WORK TO BE COMPLETED: Edit the items below by replacing "I would be grateful" with "I would appreciate it" everywhere it occurs. Leave everything else the same.

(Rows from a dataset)
#####

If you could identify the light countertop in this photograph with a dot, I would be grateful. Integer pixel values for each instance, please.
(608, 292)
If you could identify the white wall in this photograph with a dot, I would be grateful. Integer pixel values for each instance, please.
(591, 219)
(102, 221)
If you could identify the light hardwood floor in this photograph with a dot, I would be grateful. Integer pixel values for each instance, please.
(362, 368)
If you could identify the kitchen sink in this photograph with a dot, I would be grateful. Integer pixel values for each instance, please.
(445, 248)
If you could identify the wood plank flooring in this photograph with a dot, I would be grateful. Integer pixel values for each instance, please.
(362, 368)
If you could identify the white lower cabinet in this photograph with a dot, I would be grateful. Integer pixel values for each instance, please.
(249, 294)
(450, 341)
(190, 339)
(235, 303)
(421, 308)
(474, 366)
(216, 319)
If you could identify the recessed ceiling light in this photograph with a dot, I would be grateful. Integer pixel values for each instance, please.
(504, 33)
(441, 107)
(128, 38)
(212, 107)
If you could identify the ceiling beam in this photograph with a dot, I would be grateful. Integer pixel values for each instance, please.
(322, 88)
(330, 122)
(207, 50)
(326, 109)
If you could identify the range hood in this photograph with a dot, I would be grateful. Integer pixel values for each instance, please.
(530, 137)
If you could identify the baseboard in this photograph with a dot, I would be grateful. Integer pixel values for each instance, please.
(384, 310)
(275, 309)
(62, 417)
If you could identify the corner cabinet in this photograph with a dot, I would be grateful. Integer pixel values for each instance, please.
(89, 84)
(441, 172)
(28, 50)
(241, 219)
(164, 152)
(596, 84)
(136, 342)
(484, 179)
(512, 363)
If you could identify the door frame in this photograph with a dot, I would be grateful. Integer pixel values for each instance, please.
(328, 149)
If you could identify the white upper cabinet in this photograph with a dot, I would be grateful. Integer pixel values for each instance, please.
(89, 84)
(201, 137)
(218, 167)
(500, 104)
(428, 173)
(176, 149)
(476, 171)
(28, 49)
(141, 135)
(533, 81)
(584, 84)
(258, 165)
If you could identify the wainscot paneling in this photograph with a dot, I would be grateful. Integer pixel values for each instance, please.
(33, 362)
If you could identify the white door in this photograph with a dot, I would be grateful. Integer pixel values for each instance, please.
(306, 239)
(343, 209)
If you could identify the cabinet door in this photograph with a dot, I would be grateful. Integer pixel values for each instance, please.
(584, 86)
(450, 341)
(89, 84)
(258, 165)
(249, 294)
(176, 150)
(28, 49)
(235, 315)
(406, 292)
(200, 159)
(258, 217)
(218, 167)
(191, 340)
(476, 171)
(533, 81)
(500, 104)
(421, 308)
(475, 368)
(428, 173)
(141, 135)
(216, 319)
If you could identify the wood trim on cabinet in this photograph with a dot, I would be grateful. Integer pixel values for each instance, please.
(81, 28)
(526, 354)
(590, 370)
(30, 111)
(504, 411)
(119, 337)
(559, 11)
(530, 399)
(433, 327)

#####

SOLUTION TO THIS TASK:
If you could identify the light countertop in this photograph with a dot, I would appreciate it. Integer pixel values for each instance, please.
(608, 292)
If you could identify the white wall in this photograph with a dot, I would appreciate it. Integer pixel values for each instance, please.
(591, 219)
(102, 221)
If you could identify the light hardwood floor in this photograph with a dot, I would appreciate it. Integer pixel values for each instance, please.
(362, 368)
If you could identify the kitchen sink in this photograph with a dot, I would appreciate it. Integer pixel values for each instance, please.
(445, 248)
If you could identify the wood plank flooring in this photograph with a dot, I would appreciate it. Integer pixel values for each instance, please.
(362, 368)
If you could identify the white lower cabinet in this photograph with a dot, I would appreciate it. Integer pixel values for each instance, please.
(249, 294)
(450, 341)
(190, 339)
(235, 303)
(421, 308)
(474, 366)
(216, 319)
If you could identify the recessed ceiling light in this photograph with a dot, I would appreciate it. Integer pixel values for each instance, please.
(504, 33)
(441, 107)
(128, 38)
(212, 107)
If you could identify the ceiling beam in this photograph with a dot, I would appreciate it. Integer pixel values for each instance, please.
(322, 88)
(330, 122)
(207, 50)
(326, 109)
If you could identify the range hood in this photograph with a dot, I would appreciate it. Integer pixel values for each instance, please.
(530, 137)
If you could identify the baseboard in this photograph with a dot, I would appreciate it. Integer pixel values for each instance, please.
(384, 310)
(275, 309)
(62, 417)
If you could identify the corner cabinet in this photograph with a dot, I would appreciate it. Integer pixel values for each instance, please.
(89, 84)
(441, 172)
(28, 50)
(241, 219)
(164, 152)
(596, 84)
(136, 342)
(484, 179)
(512, 363)
If you could identify the door frame in this photograph with a dot, I would appreciate it. Integer pixel values for each instance, please.
(328, 149)
If you could identify the white upper cabinet in this photograph with a dot, I would appreciate it. Integer pixel values for each instance, please.
(89, 84)
(201, 137)
(218, 167)
(500, 104)
(428, 173)
(176, 149)
(476, 171)
(28, 49)
(141, 135)
(533, 81)
(584, 84)
(258, 165)
If you could identify the wainscot paneling in this photograph with a dot, I would appreciate it. Integer pixel values for each instance, please.
(33, 362)
If you could identify the white door in this photograph with a dot, I would appreciate it. Integer pixel values for each instance, please.
(306, 239)
(343, 209)
If you could identify the cabinet door in this photograph with a dot, I would appreciate it. Integer pixel values for each instance, please.
(584, 86)
(450, 341)
(89, 84)
(258, 165)
(249, 294)
(176, 150)
(28, 49)
(235, 315)
(406, 292)
(200, 159)
(258, 217)
(218, 167)
(191, 340)
(476, 171)
(533, 81)
(500, 104)
(421, 308)
(475, 368)
(428, 173)
(141, 135)
(216, 319)
If you could identify the wood trim on cabinet in this photograph with a dot, I would appreciate it. Integer pixel values for each instance, please.
(81, 28)
(526, 354)
(590, 370)
(30, 111)
(504, 411)
(119, 337)
(559, 11)
(530, 399)
(433, 327)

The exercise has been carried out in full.